- Short task
Retype precisely the section of the data that starts at the line containing "Task: a point for each instance of the boot heel, written" and runs to its final line, ends included.

Items from a dataset
##########
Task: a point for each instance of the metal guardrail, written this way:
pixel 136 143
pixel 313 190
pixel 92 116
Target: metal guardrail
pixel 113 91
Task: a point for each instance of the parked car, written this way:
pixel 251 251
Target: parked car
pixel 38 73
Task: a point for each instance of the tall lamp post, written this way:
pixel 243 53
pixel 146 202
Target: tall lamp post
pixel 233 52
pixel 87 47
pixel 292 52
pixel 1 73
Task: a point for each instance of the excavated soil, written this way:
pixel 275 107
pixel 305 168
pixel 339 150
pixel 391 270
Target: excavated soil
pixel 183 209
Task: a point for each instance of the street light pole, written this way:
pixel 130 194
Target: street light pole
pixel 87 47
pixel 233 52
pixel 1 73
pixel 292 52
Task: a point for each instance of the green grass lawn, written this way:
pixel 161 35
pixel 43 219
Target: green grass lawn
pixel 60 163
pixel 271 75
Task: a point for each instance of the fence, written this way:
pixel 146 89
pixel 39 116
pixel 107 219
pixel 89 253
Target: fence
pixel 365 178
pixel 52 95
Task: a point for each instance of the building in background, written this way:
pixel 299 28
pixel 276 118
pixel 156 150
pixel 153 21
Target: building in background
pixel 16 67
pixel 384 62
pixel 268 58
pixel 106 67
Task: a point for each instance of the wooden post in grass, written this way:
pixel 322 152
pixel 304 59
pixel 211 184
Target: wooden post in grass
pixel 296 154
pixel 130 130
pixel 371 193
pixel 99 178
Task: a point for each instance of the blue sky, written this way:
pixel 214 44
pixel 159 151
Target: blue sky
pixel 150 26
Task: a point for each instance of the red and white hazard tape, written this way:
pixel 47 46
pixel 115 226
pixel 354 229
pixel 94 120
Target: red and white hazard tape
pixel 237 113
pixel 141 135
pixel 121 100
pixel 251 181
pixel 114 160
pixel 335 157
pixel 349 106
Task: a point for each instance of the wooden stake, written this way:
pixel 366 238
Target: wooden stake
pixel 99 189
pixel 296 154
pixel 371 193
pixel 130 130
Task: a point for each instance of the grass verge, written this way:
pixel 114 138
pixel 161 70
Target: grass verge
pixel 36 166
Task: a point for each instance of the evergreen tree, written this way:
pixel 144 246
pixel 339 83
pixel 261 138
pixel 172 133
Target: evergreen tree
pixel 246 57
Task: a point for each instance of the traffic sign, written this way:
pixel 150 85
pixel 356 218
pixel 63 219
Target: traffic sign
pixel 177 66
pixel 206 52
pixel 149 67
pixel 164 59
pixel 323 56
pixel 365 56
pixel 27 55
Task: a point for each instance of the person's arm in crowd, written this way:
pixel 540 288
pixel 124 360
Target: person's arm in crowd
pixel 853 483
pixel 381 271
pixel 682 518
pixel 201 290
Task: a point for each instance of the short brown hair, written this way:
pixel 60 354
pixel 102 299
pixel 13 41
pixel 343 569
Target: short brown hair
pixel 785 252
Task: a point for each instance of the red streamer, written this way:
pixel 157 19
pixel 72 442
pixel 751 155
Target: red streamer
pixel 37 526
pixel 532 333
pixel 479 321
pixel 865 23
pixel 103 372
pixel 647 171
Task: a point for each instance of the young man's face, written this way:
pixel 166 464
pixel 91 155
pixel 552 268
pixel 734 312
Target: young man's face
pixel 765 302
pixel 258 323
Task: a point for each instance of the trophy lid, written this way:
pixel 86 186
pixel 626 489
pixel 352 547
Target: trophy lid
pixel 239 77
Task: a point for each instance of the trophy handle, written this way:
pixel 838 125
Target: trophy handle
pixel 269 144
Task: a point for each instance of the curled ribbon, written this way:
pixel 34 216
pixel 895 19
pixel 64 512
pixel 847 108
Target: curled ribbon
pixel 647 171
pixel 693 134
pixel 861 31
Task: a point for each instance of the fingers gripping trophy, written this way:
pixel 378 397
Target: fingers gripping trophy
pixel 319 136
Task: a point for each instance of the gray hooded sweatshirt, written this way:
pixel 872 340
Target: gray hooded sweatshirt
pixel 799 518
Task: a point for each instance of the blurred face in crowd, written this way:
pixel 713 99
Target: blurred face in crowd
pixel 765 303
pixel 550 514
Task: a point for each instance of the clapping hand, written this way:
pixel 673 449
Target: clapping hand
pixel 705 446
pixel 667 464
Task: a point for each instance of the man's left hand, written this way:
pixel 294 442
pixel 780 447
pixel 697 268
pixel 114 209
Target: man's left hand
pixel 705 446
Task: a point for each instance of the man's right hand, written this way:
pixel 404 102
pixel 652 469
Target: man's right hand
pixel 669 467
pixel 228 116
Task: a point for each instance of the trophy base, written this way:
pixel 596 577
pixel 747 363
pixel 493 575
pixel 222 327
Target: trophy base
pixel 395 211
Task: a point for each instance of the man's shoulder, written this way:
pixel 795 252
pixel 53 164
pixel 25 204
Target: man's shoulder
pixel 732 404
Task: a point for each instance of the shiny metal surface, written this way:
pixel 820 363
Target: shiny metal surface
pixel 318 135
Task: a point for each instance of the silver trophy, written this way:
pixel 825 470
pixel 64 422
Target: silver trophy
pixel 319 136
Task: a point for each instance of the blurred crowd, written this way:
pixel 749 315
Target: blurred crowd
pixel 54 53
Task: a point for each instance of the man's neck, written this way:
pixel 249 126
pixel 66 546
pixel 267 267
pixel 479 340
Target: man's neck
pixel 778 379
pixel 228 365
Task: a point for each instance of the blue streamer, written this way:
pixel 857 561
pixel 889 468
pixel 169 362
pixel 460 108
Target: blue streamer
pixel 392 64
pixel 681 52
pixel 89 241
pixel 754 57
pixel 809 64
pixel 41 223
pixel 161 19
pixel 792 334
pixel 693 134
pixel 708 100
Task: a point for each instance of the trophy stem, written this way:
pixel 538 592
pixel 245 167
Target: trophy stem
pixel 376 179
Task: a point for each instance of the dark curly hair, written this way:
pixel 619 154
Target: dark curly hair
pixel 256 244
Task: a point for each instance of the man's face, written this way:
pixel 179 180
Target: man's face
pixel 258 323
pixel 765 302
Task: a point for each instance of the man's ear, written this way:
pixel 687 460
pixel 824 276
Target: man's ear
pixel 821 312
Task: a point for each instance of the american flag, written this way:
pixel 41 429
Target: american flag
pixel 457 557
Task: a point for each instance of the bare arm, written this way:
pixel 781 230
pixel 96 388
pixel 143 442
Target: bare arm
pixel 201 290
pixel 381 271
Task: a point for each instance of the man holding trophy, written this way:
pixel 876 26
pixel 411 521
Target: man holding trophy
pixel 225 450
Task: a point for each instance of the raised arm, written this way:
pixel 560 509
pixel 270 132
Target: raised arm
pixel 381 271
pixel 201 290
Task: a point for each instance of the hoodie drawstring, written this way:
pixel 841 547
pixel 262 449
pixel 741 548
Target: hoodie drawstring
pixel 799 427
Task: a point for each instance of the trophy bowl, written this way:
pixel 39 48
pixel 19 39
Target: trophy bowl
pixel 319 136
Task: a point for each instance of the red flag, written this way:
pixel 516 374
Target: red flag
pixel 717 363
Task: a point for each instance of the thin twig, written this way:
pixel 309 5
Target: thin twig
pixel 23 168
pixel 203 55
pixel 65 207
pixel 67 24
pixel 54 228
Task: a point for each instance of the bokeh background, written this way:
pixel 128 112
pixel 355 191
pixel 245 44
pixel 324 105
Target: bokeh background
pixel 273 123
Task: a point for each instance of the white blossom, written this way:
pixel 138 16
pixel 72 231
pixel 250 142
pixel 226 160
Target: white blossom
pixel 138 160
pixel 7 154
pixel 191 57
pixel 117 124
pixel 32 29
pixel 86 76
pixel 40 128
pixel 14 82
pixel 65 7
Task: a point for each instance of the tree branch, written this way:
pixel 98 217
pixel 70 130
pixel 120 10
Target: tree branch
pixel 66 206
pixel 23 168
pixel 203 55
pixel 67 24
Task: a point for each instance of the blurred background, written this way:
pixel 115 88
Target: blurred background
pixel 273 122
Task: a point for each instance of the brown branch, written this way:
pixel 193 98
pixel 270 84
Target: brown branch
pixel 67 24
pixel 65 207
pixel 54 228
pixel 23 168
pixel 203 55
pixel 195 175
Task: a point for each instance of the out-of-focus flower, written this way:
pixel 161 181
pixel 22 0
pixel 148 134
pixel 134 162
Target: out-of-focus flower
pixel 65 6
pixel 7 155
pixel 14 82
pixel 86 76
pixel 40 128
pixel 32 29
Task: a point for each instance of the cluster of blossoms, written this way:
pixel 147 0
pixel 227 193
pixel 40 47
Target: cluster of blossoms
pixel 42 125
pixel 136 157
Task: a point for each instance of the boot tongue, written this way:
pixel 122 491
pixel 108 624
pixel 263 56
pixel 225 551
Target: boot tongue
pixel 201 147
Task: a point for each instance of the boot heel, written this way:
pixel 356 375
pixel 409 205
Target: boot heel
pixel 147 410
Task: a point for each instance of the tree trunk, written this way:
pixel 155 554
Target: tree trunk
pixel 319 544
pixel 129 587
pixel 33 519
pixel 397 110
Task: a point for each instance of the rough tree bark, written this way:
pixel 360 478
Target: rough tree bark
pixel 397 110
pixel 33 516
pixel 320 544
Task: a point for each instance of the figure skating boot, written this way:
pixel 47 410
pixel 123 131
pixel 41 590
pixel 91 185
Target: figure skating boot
##########
- Answer
Task: a point for each instance of the boot heel, written this way:
pixel 356 375
pixel 409 205
Target: boot heel
pixel 147 410
Task: a point for each instance of the tree trunk, written this way:
pixel 155 554
Target: tree trunk
pixel 319 544
pixel 129 587
pixel 33 519
pixel 397 110
Task: a point for each instance of the rough tree bark, written this way:
pixel 360 478
Target: rough tree bark
pixel 397 110
pixel 33 516
pixel 320 544
Task: a point for each instance of the figure skating boot, written this way:
pixel 47 410
pixel 123 131
pixel 41 590
pixel 91 185
Target: figure skating boot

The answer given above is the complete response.